— DIRECTIONS —
Return every line of the data below without any changes, but leave out the pictures.

[Excerpts from a point labeling dataset]
□ □ □ □ □ □ □
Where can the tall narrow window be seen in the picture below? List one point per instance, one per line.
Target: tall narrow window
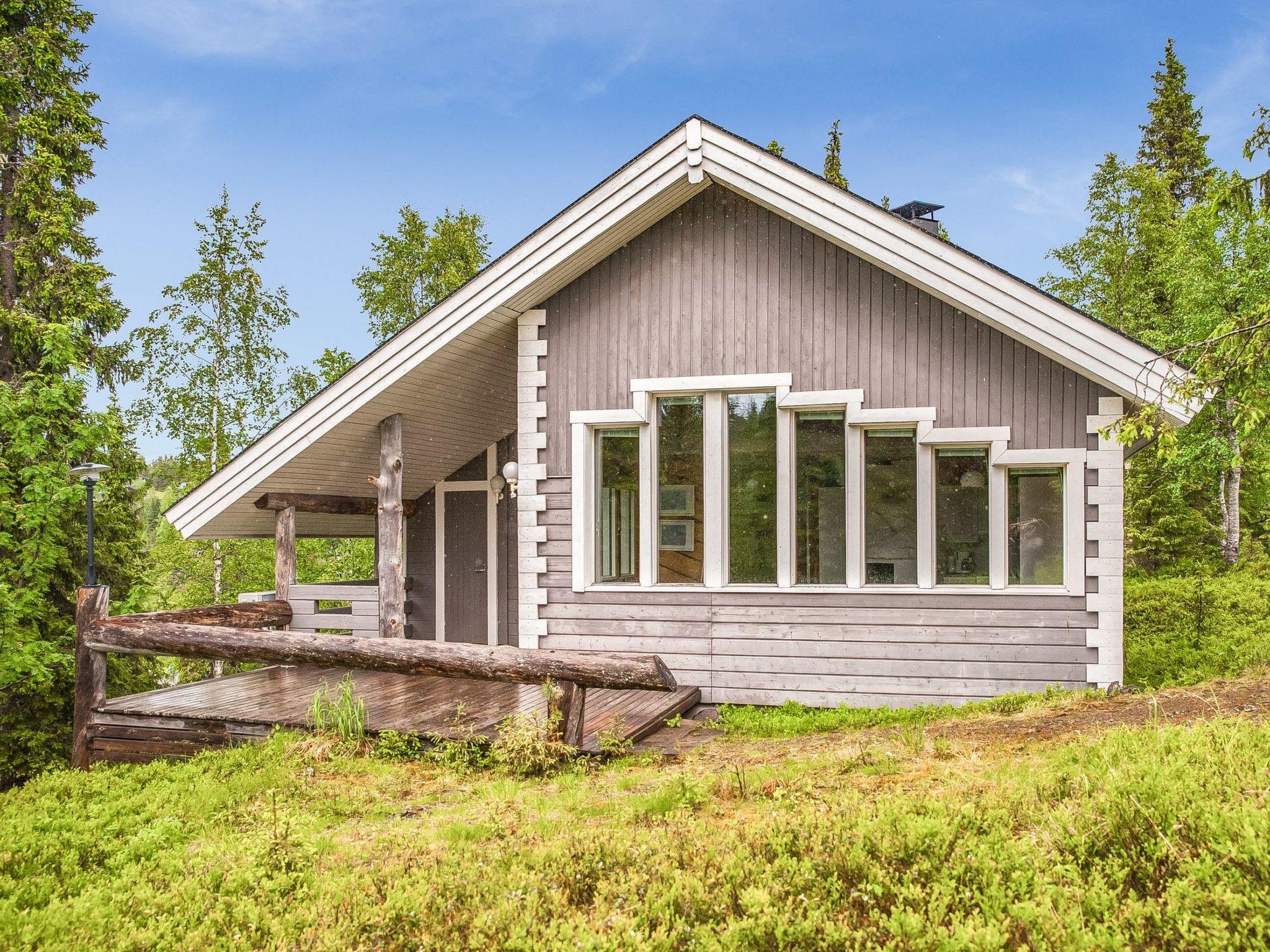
(680, 490)
(821, 500)
(962, 517)
(890, 507)
(618, 506)
(752, 488)
(1036, 527)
□ □ □ □ □ □ □
— SOLUTION TO THIS EXERCISE —
Where can the tall narrow window be seen in the picture below? List one point per instance, one per line.
Target: tall narrow window
(680, 490)
(821, 500)
(962, 517)
(890, 507)
(618, 506)
(752, 488)
(1036, 527)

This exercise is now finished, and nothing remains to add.